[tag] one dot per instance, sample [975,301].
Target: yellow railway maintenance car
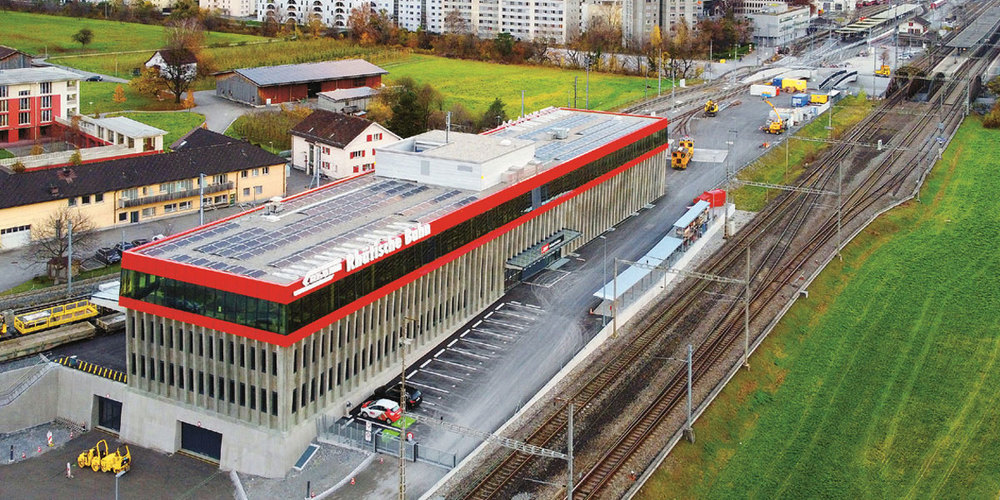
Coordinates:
[36,321]
[680,157]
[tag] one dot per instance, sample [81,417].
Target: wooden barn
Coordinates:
[295,82]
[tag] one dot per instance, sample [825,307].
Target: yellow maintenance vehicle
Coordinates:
[776,126]
[711,108]
[92,457]
[680,157]
[117,462]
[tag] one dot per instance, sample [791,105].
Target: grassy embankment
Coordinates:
[884,383]
[39,33]
[771,168]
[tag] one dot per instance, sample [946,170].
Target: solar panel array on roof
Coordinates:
[976,31]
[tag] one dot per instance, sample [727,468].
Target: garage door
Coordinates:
[109,414]
[201,441]
[13,237]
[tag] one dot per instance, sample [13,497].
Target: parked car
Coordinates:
[108,255]
[382,409]
[413,395]
[123,246]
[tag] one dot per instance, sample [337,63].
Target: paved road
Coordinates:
[84,74]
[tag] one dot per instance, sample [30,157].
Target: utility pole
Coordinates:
[403,343]
[201,199]
[69,258]
[746,314]
[614,303]
[569,442]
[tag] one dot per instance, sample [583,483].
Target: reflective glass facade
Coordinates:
[284,319]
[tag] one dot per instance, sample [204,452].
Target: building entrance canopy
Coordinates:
[542,249]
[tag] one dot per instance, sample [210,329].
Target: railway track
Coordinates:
[781,252]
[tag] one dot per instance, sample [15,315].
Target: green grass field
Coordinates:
[771,167]
[176,123]
[884,383]
[38,33]
[97,97]
[475,84]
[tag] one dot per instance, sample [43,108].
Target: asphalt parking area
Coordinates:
[464,361]
[153,475]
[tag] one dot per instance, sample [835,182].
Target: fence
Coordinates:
[355,434]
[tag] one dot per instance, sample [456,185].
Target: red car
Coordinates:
[382,409]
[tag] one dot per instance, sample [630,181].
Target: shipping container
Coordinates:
[793,85]
[764,90]
[799,100]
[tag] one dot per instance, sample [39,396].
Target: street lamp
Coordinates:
[604,282]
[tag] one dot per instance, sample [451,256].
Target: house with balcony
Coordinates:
[138,189]
[339,145]
[31,99]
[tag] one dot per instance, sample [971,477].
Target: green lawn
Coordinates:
[771,167]
[475,84]
[44,281]
[38,33]
[97,97]
[176,123]
[884,383]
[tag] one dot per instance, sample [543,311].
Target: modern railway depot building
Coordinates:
[241,333]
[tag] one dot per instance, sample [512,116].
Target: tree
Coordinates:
[408,119]
[147,83]
[51,241]
[180,58]
[83,37]
[119,96]
[993,85]
[494,116]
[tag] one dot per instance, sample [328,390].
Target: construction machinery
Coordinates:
[92,457]
[777,125]
[117,461]
[711,108]
[680,157]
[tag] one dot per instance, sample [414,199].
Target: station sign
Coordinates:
[326,273]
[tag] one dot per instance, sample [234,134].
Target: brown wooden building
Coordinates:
[295,82]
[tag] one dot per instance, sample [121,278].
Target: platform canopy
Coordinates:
[692,214]
[634,273]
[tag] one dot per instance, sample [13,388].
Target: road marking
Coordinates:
[467,353]
[484,344]
[428,387]
[460,365]
[442,375]
[508,325]
[505,337]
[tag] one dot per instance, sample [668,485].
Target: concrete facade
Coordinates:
[263,394]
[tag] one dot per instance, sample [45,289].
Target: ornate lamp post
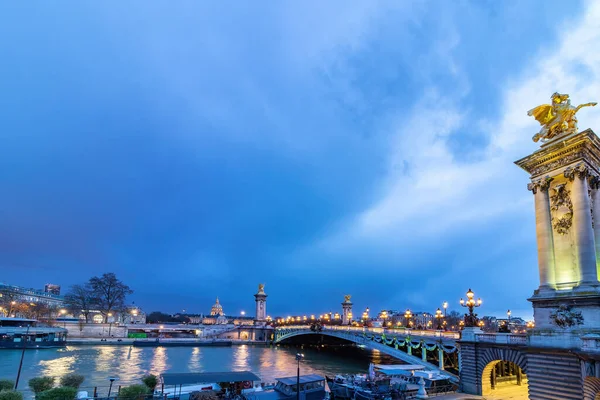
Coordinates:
[62,313]
[299,358]
[109,315]
[438,318]
[471,318]
[408,315]
[384,316]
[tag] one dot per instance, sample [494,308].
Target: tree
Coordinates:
[134,392]
[41,384]
[62,393]
[72,380]
[150,381]
[109,293]
[6,384]
[156,317]
[11,395]
[80,300]
[453,319]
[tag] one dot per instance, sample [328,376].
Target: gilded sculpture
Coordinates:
[558,118]
[562,209]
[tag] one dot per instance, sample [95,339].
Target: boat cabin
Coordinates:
[182,385]
[312,387]
[17,333]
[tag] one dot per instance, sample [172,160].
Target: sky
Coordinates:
[197,149]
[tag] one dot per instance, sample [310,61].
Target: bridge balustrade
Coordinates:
[501,338]
[393,331]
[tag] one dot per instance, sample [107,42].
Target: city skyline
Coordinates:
[198,151]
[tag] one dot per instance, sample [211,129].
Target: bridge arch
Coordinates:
[493,359]
[395,345]
[591,388]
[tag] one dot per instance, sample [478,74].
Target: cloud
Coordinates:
[431,199]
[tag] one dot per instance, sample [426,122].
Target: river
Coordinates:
[129,364]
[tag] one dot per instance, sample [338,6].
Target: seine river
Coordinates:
[129,364]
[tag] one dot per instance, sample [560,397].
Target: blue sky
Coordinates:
[362,148]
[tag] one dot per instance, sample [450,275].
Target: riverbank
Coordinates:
[129,342]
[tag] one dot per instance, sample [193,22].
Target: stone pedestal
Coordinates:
[261,306]
[565,181]
[346,311]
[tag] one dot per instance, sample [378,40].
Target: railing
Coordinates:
[387,331]
[501,338]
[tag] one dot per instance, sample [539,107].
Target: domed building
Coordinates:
[217,309]
[216,316]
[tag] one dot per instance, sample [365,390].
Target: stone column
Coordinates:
[346,311]
[543,226]
[582,224]
[261,305]
[595,186]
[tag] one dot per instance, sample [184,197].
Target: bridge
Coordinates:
[427,348]
[437,350]
[559,358]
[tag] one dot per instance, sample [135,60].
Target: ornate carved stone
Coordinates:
[565,317]
[562,209]
[594,181]
[540,184]
[580,171]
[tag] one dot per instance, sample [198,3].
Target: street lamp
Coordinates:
[384,316]
[111,379]
[471,303]
[299,357]
[408,315]
[134,314]
[438,317]
[63,312]
[109,323]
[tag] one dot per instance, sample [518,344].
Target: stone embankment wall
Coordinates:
[77,330]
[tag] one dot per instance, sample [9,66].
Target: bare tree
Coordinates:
[80,300]
[109,293]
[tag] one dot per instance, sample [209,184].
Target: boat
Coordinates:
[406,377]
[24,333]
[345,386]
[188,386]
[435,382]
[181,343]
[312,387]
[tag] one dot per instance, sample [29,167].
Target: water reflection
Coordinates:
[98,363]
[58,367]
[194,364]
[159,361]
[240,358]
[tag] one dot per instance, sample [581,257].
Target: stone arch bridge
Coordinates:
[433,349]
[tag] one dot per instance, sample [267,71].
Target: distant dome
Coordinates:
[216,309]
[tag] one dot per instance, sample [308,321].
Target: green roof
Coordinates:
[171,379]
[292,380]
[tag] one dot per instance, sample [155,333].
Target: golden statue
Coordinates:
[558,118]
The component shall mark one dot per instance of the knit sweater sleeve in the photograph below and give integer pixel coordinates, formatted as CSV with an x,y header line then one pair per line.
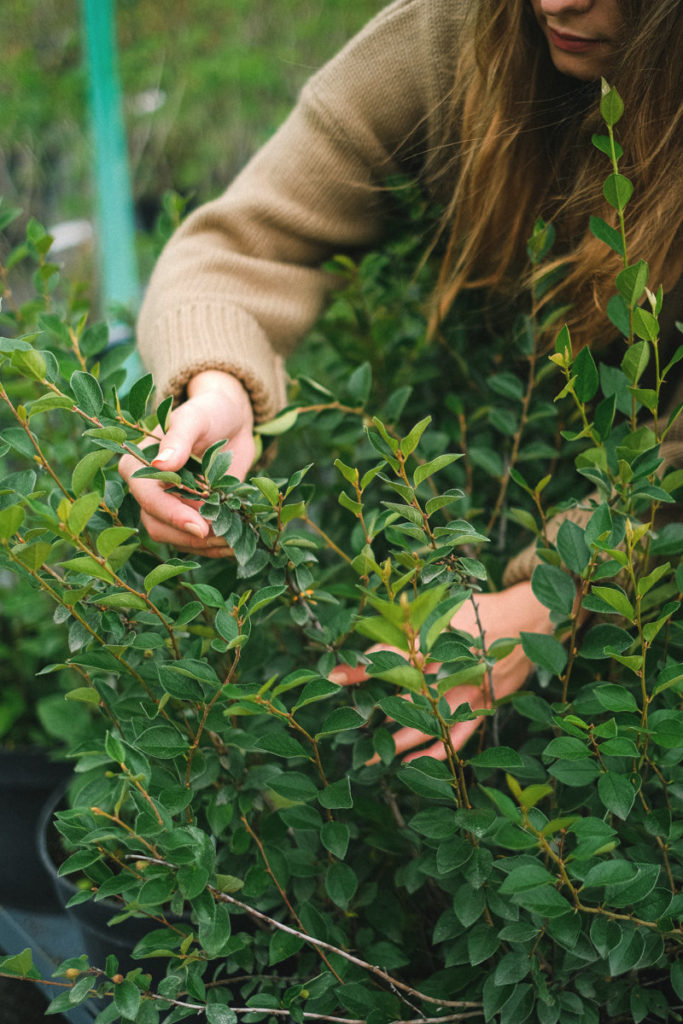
x,y
242,280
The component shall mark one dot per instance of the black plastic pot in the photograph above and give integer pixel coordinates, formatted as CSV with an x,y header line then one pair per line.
x,y
91,919
27,779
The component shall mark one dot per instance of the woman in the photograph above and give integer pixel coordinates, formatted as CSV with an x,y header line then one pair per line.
x,y
489,104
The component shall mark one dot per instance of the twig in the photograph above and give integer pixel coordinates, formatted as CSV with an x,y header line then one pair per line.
x,y
225,898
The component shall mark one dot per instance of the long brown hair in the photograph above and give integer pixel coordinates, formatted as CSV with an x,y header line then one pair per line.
x,y
523,151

____

All records should be output exactly, with the pictures left out.

▶ **Problem solution**
[tag] one dot per instance, sample [975,301].
Target: yellow railway maintenance car
Coordinates:
[36,321]
[680,157]
[tag] one dot per instance, sample [81,417].
Target: wooden barn
Coordinates:
[295,82]
[tag] one dot per instance, sample [825,307].
Target: yellow maintenance vehicle
Coordinates:
[776,126]
[711,108]
[92,457]
[680,157]
[117,462]
[tag] one dot per instance, sample [791,105].
Target: grassy embankment
Coordinates:
[884,383]
[39,33]
[771,168]
[tag] one dot per instance, sample [946,170].
Target: solar panel array on roof
Coordinates:
[976,31]
[tag] one dot per instance, sample [727,468].
Target: garage door
Coordinates:
[109,414]
[201,441]
[13,237]
[tag] one dot per instance, sample [13,497].
Target: parked car
Coordinates:
[108,255]
[382,409]
[413,395]
[123,246]
[tag] one dot per instance, sample [337,63].
Target: paved road
Coordinates:
[84,74]
[tag] one dot per instance, sample [30,157].
Target: utility pole
Coordinates:
[403,343]
[201,199]
[69,258]
[746,314]
[614,303]
[569,442]
[tag] one dot per instance, sample [583,483].
Target: reflective glass facade
Coordinates:
[284,319]
[tag] one dot per instance, sample [204,452].
Target: building entrance canopy
Coordinates:
[542,249]
[tag] one dot per instance, sample [210,329].
Target: railway track
Coordinates:
[781,252]
[tag] one dot per instance, sample [15,315].
Target: green grass field
Coordinates:
[771,167]
[176,123]
[884,383]
[38,33]
[97,97]
[475,84]
[tag] one dot per instance, sample [43,108].
Target: asphalt parking area
Coordinates:
[464,361]
[153,475]
[tag] one dot per instance, sample [835,182].
Target: fence
Coordinates:
[355,434]
[tag] one dot per instance, sample [456,185].
Target: red car
Coordinates:
[382,409]
[tag] one dot per instance, sample [630,181].
Target: shipping container
Coordinates:
[793,85]
[764,90]
[799,100]
[tag] one dot per instance, sample [39,396].
Target: street lamp
Coordinates:
[604,282]
[tag] one dot per instance, sample [451,256].
Target: house with balcony
Coordinates:
[138,189]
[339,145]
[31,99]
[tag] one dot per instance, sample [971,477].
Target: green lawn
Coordinates:
[771,167]
[475,84]
[44,281]
[38,33]
[97,97]
[176,123]
[884,383]
[tag] one dot per instance, sample [543,311].
Target: modern railway depot building
Coordinates:
[241,333]
[tag] one dot per instance, sample [512,116].
Target: tree
Coordinates:
[408,119]
[147,83]
[51,241]
[180,58]
[83,37]
[119,96]
[993,85]
[494,116]
[tag] one dot per instance, sample [328,390].
Target: construction machinery
Coordinates:
[92,457]
[777,125]
[117,461]
[711,108]
[680,157]
[tag] one dot per instance, sample [414,199].
Target: station sign
Coordinates:
[326,273]
[tag] one dot per instance, sample [234,134].
Target: brown wooden building
Coordinates:
[295,82]
[tag] one dot per instance, sample [121,278].
Target: platform canopy
Coordinates:
[692,214]
[634,273]
[tag] one dot per instance, sample [13,388].
Target: road marking
Coordinates:
[467,353]
[484,344]
[428,387]
[460,365]
[442,375]
[508,325]
[505,337]
[tag] one dot per instance, sample [668,485].
Target: concrete facade
Coordinates:
[263,394]
[tag] one dot per instance, sample [45,289].
Target: ornate lamp post
Coordinates:
[62,313]
[299,358]
[109,315]
[438,318]
[471,318]
[408,315]
[384,316]
[tag] one dot per instance, sample [494,308].
Target: tree
Coordinates:
[134,392]
[41,384]
[62,393]
[72,380]
[150,381]
[109,293]
[6,384]
[156,317]
[11,395]
[80,300]
[453,319]
[tag] one dot per instance, sample [328,376].
Target: gilded sculpture
Coordinates:
[558,118]
[562,209]
[tag] one dot per instance, sample [95,339].
Target: boat cabin
Coordinates:
[182,385]
[312,387]
[17,333]
[tag] one dot per instance, sample [172,160].
Target: sky
Coordinates:
[197,149]
[tag] one dot per instance, sample [310,61].
Target: bridge balustrade
Coordinates:
[501,338]
[393,331]
[tag] one dot per instance, sample [107,42].
Target: city skyline
Coordinates:
[198,151]
[tag] one dot per instance, sample [211,129].
Target: bridge arch
Coordinates:
[493,359]
[395,345]
[591,388]
[tag] one dot per instance, sample [478,74].
Target: cloud
Coordinates:
[431,199]
[tag] one dot per instance, sample [426,122].
Target: river
Coordinates:
[129,364]
[tag] one dot per instance, sample [338,6].
Target: seine river
Coordinates:
[129,364]
[tag] one dot per instance, sample [560,397].
Target: blue sky
Coordinates:
[362,148]
[tag] one dot per instance, sample [450,275].
Target: riverbank
Coordinates:
[129,342]
[tag] one dot per instance, sample [193,22].
Target: stone pedestal
Coordinates:
[261,306]
[565,181]
[346,311]
[tag] one dot per instance, sample [378,40].
Target: railing
Coordinates:
[387,331]
[501,338]
[tag] one dot per instance, sample [539,107].
Target: domed building
Coordinates:
[217,309]
[216,316]
[tag] one dot per instance, sample [365,390].
Target: stone column
Coordinates:
[346,311]
[543,226]
[582,224]
[261,305]
[595,186]
[tag] one dot per instance, sample [184,197].
Target: bridge
Coordinates:
[427,348]
[437,350]
[559,358]
[tag] one dot per instance, sample [135,60].
Target: ornate carved stone
Coordinates:
[565,317]
[562,209]
[594,181]
[540,184]
[580,171]
[tag] one dot per instance, sample [198,3].
Target: street lamp
Coordinates:
[384,316]
[111,379]
[471,303]
[299,357]
[408,315]
[134,314]
[438,317]
[63,312]
[109,323]
[tag] one dot per instance, sample [518,344].
Target: stone embankment wall
Coordinates:
[77,330]
[tag] one dot per instance, sample [9,66].
Target: bare tree
Coordinates:
[80,300]
[109,293]
[tag] one dot per instance, sample [209,184].
Target: boat
Coordinates:
[406,377]
[24,333]
[345,386]
[188,386]
[435,382]
[181,343]
[312,387]
[tag] one dot per instance, sample [29,167].
Target: water reflection
Coordinates:
[98,363]
[58,367]
[194,364]
[159,361]
[240,358]
[tag] one dot per instance, sample [581,257].
Target: stone arch bridge
Coordinates:
[433,349]
[tag] one dot per instance, sample [267,71].
Target: distant dome
Coordinates:
[216,309]
[tag] one dot per instance, sample [308,321].
Target: green roof
Coordinates:
[171,379]
[292,380]
[tag] one dot per instance, sample [155,333].
Target: golden statue
Coordinates:
[558,118]
The component shall mark one dot per instance of the knit sweater sleeve in the photograph below and give integer pixel coordinates, formatted as CSV with an x,y header line then one pair per line.
x,y
242,280
The component shall mark one dot per instance of the black plastic pot in the photograph above and give integer pixel coordinates, formatted as CSV with an x,y header line then one pair per line.
x,y
91,919
27,779
The component shall mark one dot per instance of the woman in the photograph above and give integer pixel coordinates, formatted as CSV with an x,y header line then one pair per line.
x,y
489,104
The component shall mark one dot per instance of the twig in the photograph above and give integer pixel coordinates, formatted as CSV with an x,y header line then one pair per line.
x,y
225,898
The component shall mark one dot per instance of the long brown hair in the photograph above and give integer pixel coordinates, formatted as CSV with an x,y header line then one pair per line.
x,y
523,151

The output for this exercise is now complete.